*Image outline annotation entries*.
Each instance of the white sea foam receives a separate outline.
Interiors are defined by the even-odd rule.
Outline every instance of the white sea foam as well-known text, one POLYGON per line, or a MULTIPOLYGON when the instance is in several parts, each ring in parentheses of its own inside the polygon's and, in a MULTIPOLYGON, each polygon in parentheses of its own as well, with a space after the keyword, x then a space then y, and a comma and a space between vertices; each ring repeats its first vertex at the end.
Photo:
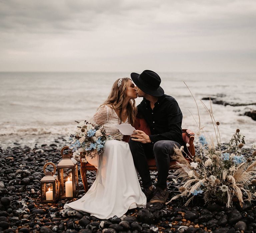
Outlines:
MULTIPOLYGON (((159 73, 165 93, 178 101, 183 115, 183 127, 196 132, 196 105, 186 82, 199 106, 201 126, 207 136, 215 137, 211 120, 199 100, 221 96, 222 100, 238 104, 256 102, 255 73, 159 73)), ((0 139, 1 144, 18 140, 24 144, 37 135, 43 141, 56 135, 67 136, 75 120, 88 119, 107 98, 112 85, 123 73, 0 73, 0 139), (34 135, 34 136, 33 136, 34 135), (45 135, 45 136, 44 136, 45 135), (47 136, 46 136, 47 135, 47 136)), ((139 103, 141 98, 136 99, 139 103)), ((203 101, 210 108, 209 101, 203 101)), ((256 106, 212 105, 215 119, 220 122, 222 141, 227 142, 237 128, 246 141, 256 141, 256 122, 242 115, 256 106)))

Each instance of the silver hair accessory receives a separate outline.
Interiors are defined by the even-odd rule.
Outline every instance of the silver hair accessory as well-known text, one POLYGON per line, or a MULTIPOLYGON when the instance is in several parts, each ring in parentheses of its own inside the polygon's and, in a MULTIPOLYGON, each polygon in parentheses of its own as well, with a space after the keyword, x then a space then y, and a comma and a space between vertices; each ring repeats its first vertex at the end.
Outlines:
POLYGON ((122 81, 123 81, 123 79, 121 78, 118 80, 117 82, 117 87, 119 87, 120 86, 122 85, 122 81))

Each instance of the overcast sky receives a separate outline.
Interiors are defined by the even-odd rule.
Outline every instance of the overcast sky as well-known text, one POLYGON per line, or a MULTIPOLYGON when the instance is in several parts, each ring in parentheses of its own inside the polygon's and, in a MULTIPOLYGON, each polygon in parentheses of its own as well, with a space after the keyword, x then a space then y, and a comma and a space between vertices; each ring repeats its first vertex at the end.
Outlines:
POLYGON ((0 71, 256 71, 255 0, 0 0, 0 71))

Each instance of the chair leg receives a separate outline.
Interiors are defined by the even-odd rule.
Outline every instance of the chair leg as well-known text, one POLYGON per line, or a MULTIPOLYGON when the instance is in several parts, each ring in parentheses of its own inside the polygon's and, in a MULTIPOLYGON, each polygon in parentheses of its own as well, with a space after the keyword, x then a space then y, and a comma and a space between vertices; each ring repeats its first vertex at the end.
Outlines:
POLYGON ((86 178, 86 171, 87 170, 85 167, 81 167, 80 170, 82 180, 84 185, 84 191, 86 193, 88 191, 88 183, 87 182, 87 178, 86 178))

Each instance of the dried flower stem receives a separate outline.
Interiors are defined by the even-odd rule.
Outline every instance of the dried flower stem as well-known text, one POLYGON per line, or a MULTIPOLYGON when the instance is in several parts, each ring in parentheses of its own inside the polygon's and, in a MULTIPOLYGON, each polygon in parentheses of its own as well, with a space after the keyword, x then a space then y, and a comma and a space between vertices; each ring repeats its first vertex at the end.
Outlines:
MULTIPOLYGON (((200 129, 201 127, 201 121, 200 120, 200 115, 199 114, 199 108, 198 108, 198 106, 197 105, 197 104, 196 103, 196 99, 195 99, 195 98, 194 97, 194 96, 193 95, 193 94, 192 94, 192 93, 191 92, 191 91, 190 91, 190 89, 188 87, 187 84, 186 84, 186 83, 184 82, 184 81, 183 81, 183 82, 184 83, 185 85, 186 85, 186 86, 187 87, 187 88, 188 89, 188 90, 190 92, 190 94, 191 94, 191 95, 192 96, 192 97, 193 97, 193 99, 194 99, 194 100, 195 101, 195 103, 196 103, 196 107, 197 108, 197 114, 198 116, 198 119, 199 121, 199 125, 198 125, 197 123, 197 126, 198 126, 198 128, 199 129, 199 134, 200 135, 201 134, 201 133, 200 132, 200 129)), ((195 119, 194 118, 194 119, 195 119)))

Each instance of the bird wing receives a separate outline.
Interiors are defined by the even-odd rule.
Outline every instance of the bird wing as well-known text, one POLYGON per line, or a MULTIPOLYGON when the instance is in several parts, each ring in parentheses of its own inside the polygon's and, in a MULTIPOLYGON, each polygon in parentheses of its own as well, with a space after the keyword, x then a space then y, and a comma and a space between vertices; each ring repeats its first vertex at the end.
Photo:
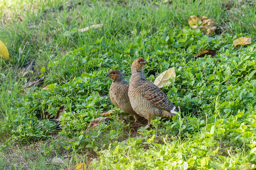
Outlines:
POLYGON ((143 85, 143 97, 155 107, 168 111, 174 107, 166 94, 158 87, 147 80, 143 85))

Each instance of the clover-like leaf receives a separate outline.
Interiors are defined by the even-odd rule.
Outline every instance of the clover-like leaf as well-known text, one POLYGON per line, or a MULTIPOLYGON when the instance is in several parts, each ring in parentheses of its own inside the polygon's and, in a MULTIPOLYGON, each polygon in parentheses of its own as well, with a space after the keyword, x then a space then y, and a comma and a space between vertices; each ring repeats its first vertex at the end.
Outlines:
POLYGON ((238 45, 247 45, 251 43, 251 37, 242 37, 233 41, 234 46, 238 45))
POLYGON ((214 56, 215 55, 216 55, 216 50, 210 49, 204 50, 199 54, 198 54, 197 55, 195 56, 194 57, 195 58, 204 57, 204 56, 205 56, 206 54, 214 56))
POLYGON ((161 73, 155 79, 154 84, 158 87, 162 88, 164 84, 168 85, 171 84, 171 82, 169 80, 169 79, 172 77, 176 77, 175 70, 174 69, 174 67, 171 67, 169 70, 161 73))
POLYGON ((9 52, 5 44, 0 40, 0 57, 9 60, 9 52))

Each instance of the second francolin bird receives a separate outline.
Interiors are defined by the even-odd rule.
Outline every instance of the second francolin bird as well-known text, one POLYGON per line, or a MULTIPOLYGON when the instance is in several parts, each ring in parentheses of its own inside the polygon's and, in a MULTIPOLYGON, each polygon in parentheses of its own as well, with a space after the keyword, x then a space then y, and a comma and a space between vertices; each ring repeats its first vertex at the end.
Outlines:
POLYGON ((172 118, 175 107, 164 92, 147 79, 143 69, 147 62, 143 58, 136 59, 131 65, 128 96, 136 113, 150 120, 156 116, 172 118))
POLYGON ((107 76, 112 80, 109 88, 109 97, 112 103, 125 112, 133 115, 135 122, 144 119, 137 114, 131 107, 128 97, 129 83, 125 80, 122 73, 117 70, 112 70, 106 75, 107 76))

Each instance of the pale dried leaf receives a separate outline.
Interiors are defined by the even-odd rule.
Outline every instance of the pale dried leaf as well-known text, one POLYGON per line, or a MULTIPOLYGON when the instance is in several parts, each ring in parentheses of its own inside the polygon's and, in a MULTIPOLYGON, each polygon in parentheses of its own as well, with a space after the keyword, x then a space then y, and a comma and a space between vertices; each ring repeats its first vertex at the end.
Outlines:
POLYGON ((196 15, 192 15, 188 19, 188 24, 189 24, 189 26, 193 28, 196 28, 198 27, 198 22, 199 22, 199 19, 196 16, 196 15))
POLYGON ((203 16, 200 19, 200 22, 201 24, 198 28, 205 33, 209 35, 217 29, 217 23, 212 18, 208 18, 205 16, 203 16))
POLYGON ((0 40, 0 57, 9 60, 9 52, 5 44, 0 40))
POLYGON ((89 26, 89 27, 87 27, 84 28, 79 29, 78 30, 78 31, 82 32, 85 32, 85 31, 87 31, 88 30, 90 30, 92 28, 94 28, 94 29, 101 28, 103 27, 103 26, 104 26, 104 24, 103 24, 93 25, 93 26, 89 26))
POLYGON ((170 78, 175 78, 175 70, 174 67, 171 67, 168 70, 166 70, 161 73, 155 80, 154 84, 157 86, 159 88, 162 88, 164 85, 168 85, 171 84, 171 82, 169 80, 170 78))
POLYGON ((63 159, 62 159, 60 158, 57 158, 57 157, 54 157, 52 159, 52 163, 55 164, 66 164, 66 162, 65 162, 65 160, 64 160, 63 159))
POLYGON ((233 41, 233 44, 234 44, 234 45, 235 46, 238 45, 246 45, 246 44, 250 44, 251 43, 251 38, 246 37, 240 37, 233 41))

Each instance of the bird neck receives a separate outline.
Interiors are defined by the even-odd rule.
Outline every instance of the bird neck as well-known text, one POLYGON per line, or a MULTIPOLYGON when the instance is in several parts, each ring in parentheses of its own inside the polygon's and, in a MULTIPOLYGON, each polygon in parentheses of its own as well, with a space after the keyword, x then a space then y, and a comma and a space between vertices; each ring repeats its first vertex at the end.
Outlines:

*SET EXERCISE*.
Exactly reproduce the lines that run from the line with "Each instance of the bird neck" through the last line of the records, inclusive.

*CORRECT ANSWER*.
Each instance of the bird neck receives a separate outline.
Interiors are defined by the even-odd rule.
Outline every instance of the bird neck as well-known text, one POLYGON per line, or a MULTIPOLYGON when the instance is in several parts, each ring in parentheses of its own inside the polygon's and, in a MULTIPOLYGON, each polygon in parentheses of its own as well, with a space after the keyword, x then a space then y, and a comma and a space between vertices; each ring repeats its first vertex at the end.
Outlines:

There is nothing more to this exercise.